** Challenge a **
In the records, start at the line containing "the fish scales." and end at the last line of the records, repeating every line word for word. Leave the pictures out.

** Text block **
★ ★ ★

Dear Future Family,
“Wherever you go, I will go; wherever you live, I will live. Your people will be my people, and your God will be my God.” Ruth 1:16
When we were planning our wedding ceremony, my soon-to-be husband wanted this to be one of the verses we read aloud. Some others in my family thought it was a random choice. “It’s not really about love,” I remember one saying. I was torn, as I often was in the early days of my relationship with Nathan. As I tried to peel away from my family and cleave to him, there was debris that was left behind. With pieces of my family on me, pieces of me on them—my situation was messy and unfinished looking rather than the polished reality I had envisioned getting married to be.
I didn’t know what I thought of the verse. I wasn’t familiar with my Bible the way a foot wears an imprint into a leather sole. I wanted Nathan to be happy. I wanted my parents to be happy with Nathan. I wanted my parents to be happy with me. Happiness cubed was the formula I was going through, except the problem is that in that equation I had mathematized myself out of existence.
There wasn’t room for who I was in this formula.
There wasn’t much room for who God saw me as either.
As I contemplate uprooting our family and going to a new place, almost ten years later, this verse from Ruth has become one that makes my heart beat faster. It is love with hands and feet—a living sacrifice. By God’s grace I have cleaved to my husband. I am discovering that hope is better than happiness, and in hope, there is more than enough room for who I am—for others too.
By God’s grace, the Bible has become a hot drip in my heart like the mug of coffee that is always in my hand. Neither of these things have happened by my choice but by God’s gentle shoves through life’s struggles.
But it’s not a happy ending here. It never is when there is still life ahead of us. You see, I accepted that my husband would be a pastor, and so, our honeymoon was us driving across the country from San Diego to St. Louis where he would spend the next six months completing seminary. I knew we’d get a call after that, to wherever God and the seminary saw fit. I was relieved to find that our first call was to Sedona, AZ, which meant my entire family would be reachable in an 8 hour drive with 2 pit stops.
Our last year in Sedona was very isolating as I struggled through perinatal depression. As a new pastor’s wife I didn’t know how to navigate hard conversations with church members that wanted to see me as a put together, and Godly wife. Maybe they didn’t feel this way, but I never felt the courage to invite them into this messy space.
After four years in Sedona, we got the call that blew our minds.
Side note: I say “we,” because I see a call as something that impacts and involves our entire family.
I was going home. St. John’s in Orange CA was the church we went to Easter every year when we visited my sisters at Concordia. My sister had been married at the church down the street. When I was in college, my parents had relocated an hour away from Orange in North San Diego County.

★ ★ ★

** Source material **
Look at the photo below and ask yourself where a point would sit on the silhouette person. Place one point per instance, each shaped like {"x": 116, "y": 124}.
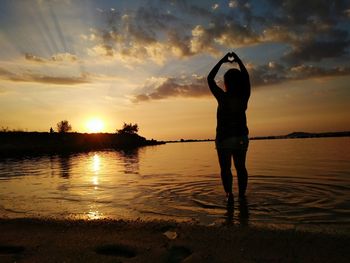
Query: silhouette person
{"x": 231, "y": 130}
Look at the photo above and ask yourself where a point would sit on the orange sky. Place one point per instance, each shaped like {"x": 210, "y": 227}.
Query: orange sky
{"x": 146, "y": 62}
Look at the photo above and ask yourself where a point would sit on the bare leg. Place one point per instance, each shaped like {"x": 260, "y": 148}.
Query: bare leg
{"x": 239, "y": 158}
{"x": 225, "y": 166}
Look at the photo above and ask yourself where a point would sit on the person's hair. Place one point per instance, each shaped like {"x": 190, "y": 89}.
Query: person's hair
{"x": 233, "y": 81}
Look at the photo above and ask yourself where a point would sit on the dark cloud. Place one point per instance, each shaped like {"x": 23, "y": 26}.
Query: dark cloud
{"x": 312, "y": 29}
{"x": 175, "y": 87}
{"x": 31, "y": 77}
{"x": 336, "y": 44}
{"x": 264, "y": 75}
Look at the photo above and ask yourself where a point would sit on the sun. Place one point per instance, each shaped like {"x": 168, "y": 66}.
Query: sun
{"x": 95, "y": 125}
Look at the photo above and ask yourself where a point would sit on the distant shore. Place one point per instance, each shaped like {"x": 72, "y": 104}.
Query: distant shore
{"x": 19, "y": 143}
{"x": 40, "y": 240}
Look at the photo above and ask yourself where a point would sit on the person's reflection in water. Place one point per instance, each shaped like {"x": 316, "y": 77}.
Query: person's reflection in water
{"x": 243, "y": 216}
{"x": 65, "y": 165}
{"x": 131, "y": 161}
{"x": 243, "y": 212}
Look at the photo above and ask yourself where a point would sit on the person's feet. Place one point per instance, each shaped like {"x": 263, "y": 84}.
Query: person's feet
{"x": 229, "y": 198}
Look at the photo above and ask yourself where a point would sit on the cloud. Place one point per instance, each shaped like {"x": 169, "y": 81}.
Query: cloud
{"x": 184, "y": 86}
{"x": 262, "y": 75}
{"x": 32, "y": 77}
{"x": 59, "y": 57}
{"x": 155, "y": 33}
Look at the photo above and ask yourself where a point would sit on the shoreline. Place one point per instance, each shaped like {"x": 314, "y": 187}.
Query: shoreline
{"x": 47, "y": 240}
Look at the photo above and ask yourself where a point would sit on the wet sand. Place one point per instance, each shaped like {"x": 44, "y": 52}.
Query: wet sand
{"x": 38, "y": 240}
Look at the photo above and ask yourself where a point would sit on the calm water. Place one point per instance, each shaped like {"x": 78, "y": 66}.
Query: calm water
{"x": 297, "y": 183}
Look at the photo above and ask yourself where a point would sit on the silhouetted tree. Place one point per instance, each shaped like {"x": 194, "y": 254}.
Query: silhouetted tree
{"x": 129, "y": 128}
{"x": 63, "y": 126}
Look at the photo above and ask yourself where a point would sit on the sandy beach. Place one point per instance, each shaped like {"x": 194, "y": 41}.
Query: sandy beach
{"x": 40, "y": 240}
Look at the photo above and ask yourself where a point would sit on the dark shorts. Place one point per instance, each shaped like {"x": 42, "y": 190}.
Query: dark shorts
{"x": 233, "y": 143}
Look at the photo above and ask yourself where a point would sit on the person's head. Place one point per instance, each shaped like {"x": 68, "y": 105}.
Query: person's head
{"x": 233, "y": 81}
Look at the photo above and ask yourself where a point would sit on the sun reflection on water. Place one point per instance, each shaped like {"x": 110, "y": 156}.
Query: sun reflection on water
{"x": 96, "y": 166}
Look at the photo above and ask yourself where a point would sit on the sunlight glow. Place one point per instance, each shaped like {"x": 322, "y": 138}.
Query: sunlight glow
{"x": 95, "y": 125}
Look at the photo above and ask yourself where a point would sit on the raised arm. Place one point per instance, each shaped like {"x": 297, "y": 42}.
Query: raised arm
{"x": 214, "y": 88}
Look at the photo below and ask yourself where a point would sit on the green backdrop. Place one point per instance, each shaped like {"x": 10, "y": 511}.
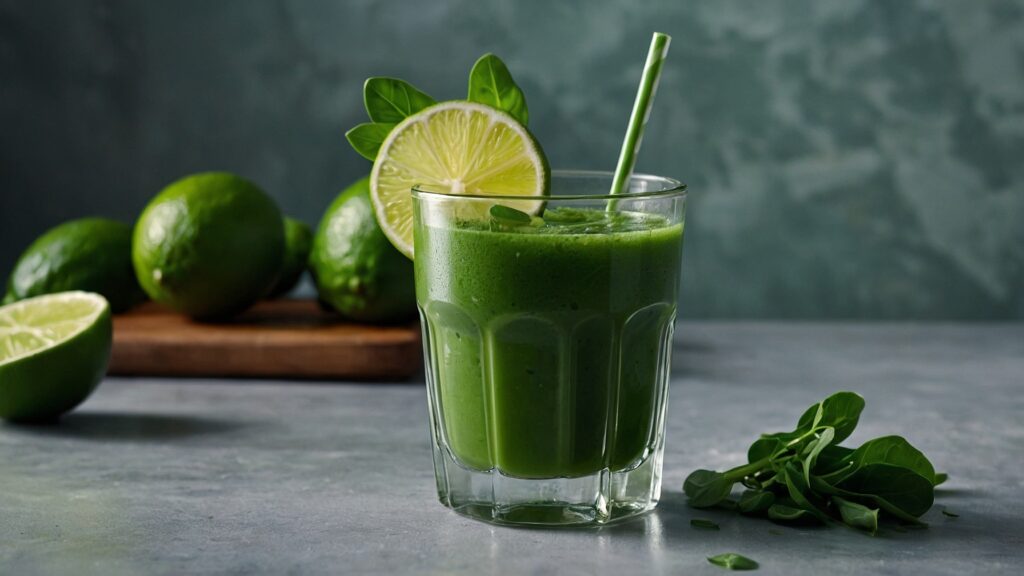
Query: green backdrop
{"x": 847, "y": 159}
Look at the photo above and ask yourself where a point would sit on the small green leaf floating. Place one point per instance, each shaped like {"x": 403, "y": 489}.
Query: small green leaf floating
{"x": 704, "y": 524}
{"x": 510, "y": 216}
{"x": 732, "y": 561}
{"x": 491, "y": 83}
{"x": 804, "y": 477}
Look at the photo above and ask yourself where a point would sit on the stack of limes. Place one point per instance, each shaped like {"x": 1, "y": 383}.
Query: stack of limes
{"x": 212, "y": 244}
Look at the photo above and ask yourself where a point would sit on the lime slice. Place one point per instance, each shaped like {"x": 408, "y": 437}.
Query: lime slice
{"x": 460, "y": 148}
{"x": 53, "y": 352}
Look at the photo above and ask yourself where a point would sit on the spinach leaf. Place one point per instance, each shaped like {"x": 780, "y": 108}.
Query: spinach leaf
{"x": 841, "y": 411}
{"x": 801, "y": 492}
{"x": 832, "y": 458}
{"x": 491, "y": 83}
{"x": 764, "y": 448}
{"x": 791, "y": 515}
{"x": 368, "y": 137}
{"x": 707, "y": 488}
{"x": 390, "y": 100}
{"x": 756, "y": 501}
{"x": 704, "y": 524}
{"x": 900, "y": 487}
{"x": 732, "y": 561}
{"x": 815, "y": 448}
{"x": 857, "y": 516}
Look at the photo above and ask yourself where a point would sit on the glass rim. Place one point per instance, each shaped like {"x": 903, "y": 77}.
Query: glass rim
{"x": 670, "y": 188}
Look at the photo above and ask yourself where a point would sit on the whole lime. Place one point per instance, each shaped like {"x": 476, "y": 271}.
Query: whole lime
{"x": 298, "y": 239}
{"x": 53, "y": 353}
{"x": 356, "y": 270}
{"x": 89, "y": 254}
{"x": 209, "y": 245}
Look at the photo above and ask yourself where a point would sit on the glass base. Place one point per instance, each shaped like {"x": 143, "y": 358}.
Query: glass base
{"x": 597, "y": 499}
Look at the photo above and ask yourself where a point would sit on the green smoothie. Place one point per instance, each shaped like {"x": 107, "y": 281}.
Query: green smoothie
{"x": 550, "y": 340}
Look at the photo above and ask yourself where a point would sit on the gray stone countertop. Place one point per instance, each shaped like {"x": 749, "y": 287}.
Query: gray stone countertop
{"x": 238, "y": 477}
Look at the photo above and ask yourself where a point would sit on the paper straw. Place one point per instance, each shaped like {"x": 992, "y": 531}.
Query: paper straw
{"x": 641, "y": 112}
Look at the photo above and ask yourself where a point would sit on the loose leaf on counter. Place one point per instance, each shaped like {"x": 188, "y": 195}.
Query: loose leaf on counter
{"x": 791, "y": 515}
{"x": 707, "y": 488}
{"x": 732, "y": 561}
{"x": 704, "y": 524}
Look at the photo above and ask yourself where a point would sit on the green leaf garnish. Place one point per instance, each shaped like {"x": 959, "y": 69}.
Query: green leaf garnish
{"x": 732, "y": 561}
{"x": 804, "y": 476}
{"x": 390, "y": 100}
{"x": 510, "y": 216}
{"x": 491, "y": 83}
{"x": 704, "y": 524}
{"x": 367, "y": 138}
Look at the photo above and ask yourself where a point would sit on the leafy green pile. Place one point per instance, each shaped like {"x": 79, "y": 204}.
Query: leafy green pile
{"x": 804, "y": 477}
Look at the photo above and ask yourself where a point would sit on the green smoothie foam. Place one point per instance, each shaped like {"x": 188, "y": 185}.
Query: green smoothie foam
{"x": 548, "y": 337}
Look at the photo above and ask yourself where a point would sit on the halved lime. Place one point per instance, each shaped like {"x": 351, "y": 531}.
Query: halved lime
{"x": 459, "y": 148}
{"x": 53, "y": 353}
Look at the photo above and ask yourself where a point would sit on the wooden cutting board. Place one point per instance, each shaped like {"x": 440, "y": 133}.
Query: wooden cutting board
{"x": 274, "y": 339}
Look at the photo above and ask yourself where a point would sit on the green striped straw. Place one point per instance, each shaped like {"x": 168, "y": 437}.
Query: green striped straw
{"x": 641, "y": 112}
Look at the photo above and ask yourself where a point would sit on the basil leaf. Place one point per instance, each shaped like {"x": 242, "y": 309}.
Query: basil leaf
{"x": 857, "y": 516}
{"x": 841, "y": 411}
{"x": 390, "y": 100}
{"x": 756, "y": 501}
{"x": 704, "y": 524}
{"x": 732, "y": 561}
{"x": 368, "y": 137}
{"x": 491, "y": 83}
{"x": 815, "y": 448}
{"x": 900, "y": 487}
{"x": 707, "y": 488}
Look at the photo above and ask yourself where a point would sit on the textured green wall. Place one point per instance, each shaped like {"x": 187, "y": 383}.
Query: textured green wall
{"x": 847, "y": 159}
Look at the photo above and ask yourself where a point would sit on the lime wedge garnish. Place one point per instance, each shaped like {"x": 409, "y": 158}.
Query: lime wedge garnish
{"x": 459, "y": 148}
{"x": 53, "y": 352}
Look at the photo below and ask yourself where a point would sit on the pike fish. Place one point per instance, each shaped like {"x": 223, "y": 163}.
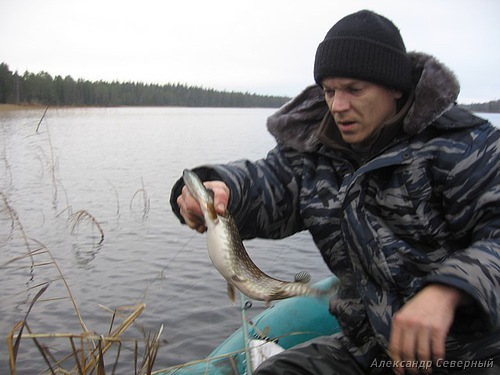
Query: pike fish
{"x": 230, "y": 258}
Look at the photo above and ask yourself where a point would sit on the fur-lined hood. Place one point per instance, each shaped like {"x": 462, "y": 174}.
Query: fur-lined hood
{"x": 436, "y": 90}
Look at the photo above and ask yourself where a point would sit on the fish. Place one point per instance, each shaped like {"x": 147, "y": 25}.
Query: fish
{"x": 231, "y": 259}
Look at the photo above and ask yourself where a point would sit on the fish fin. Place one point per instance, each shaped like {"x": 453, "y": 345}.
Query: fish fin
{"x": 302, "y": 277}
{"x": 230, "y": 293}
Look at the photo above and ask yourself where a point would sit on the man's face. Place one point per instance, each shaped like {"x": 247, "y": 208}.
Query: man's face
{"x": 360, "y": 108}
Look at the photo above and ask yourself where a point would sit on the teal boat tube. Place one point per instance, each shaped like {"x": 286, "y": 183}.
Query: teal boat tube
{"x": 281, "y": 326}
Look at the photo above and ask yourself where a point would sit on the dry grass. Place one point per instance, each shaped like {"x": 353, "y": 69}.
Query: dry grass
{"x": 87, "y": 350}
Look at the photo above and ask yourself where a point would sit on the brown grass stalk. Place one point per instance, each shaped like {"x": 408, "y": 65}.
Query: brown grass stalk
{"x": 82, "y": 215}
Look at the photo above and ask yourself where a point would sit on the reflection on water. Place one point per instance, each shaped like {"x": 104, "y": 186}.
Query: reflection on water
{"x": 118, "y": 164}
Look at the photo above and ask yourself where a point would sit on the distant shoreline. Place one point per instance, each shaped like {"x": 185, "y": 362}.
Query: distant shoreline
{"x": 19, "y": 107}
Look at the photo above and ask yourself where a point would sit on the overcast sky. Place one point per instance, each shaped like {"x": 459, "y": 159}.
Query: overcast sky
{"x": 261, "y": 46}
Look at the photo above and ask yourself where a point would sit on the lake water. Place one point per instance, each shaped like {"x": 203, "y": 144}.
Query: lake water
{"x": 103, "y": 161}
{"x": 118, "y": 165}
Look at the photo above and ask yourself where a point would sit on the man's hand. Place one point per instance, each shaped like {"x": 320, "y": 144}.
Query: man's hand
{"x": 420, "y": 328}
{"x": 190, "y": 209}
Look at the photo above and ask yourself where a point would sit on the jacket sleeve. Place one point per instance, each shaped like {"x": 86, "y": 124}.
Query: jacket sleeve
{"x": 471, "y": 201}
{"x": 264, "y": 195}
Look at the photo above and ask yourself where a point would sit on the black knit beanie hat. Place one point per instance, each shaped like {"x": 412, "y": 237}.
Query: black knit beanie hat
{"x": 364, "y": 46}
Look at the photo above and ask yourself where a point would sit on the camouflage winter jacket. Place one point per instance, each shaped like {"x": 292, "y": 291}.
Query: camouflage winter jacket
{"x": 422, "y": 206}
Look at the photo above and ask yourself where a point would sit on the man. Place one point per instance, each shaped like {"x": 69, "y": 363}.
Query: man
{"x": 401, "y": 192}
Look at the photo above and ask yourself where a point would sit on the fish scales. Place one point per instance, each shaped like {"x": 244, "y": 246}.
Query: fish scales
{"x": 230, "y": 258}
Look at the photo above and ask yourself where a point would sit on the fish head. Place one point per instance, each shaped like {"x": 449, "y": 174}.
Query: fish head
{"x": 204, "y": 196}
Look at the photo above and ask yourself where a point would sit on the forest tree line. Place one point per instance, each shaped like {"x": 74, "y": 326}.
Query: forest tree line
{"x": 43, "y": 89}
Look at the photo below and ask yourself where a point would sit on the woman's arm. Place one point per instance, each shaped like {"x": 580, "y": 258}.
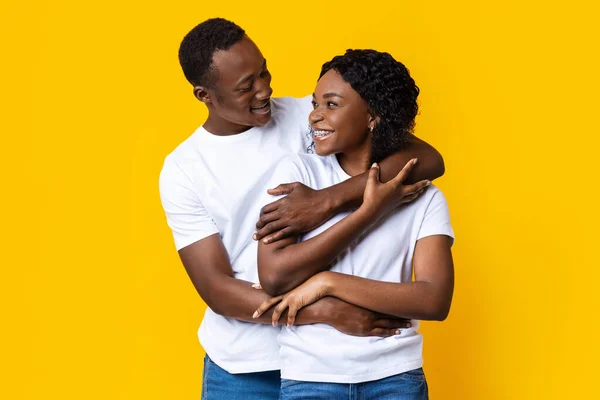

★ ★ ★

** Challenge b **
Put this sentence from the letter into Spanish: "There wasn't room for who I was in this formula."

** Response a **
Look at the photo above and ask yourself where a point would sit on the fish scales. Place one point per instance, each shaped like {"x": 244, "y": 246}.
Query: fish scales
{"x": 230, "y": 258}
Look at the photo above and ask yourself where a point would sit on the fish head. Place one point per instance, each shaped like {"x": 449, "y": 174}.
Query: fish head
{"x": 204, "y": 196}
Look at the photo above and ask yourself where a point would sit on the forest tree line. Place one point per instance, each shaped like {"x": 74, "y": 326}.
Query: forest tree line
{"x": 43, "y": 89}
Look at the photo below and ask yourself where a point would sit on the woman's arm. Place one point per instance, each shaped like {"x": 580, "y": 258}.

** Response b **
No había espacio para quien yo era en esta fórmula.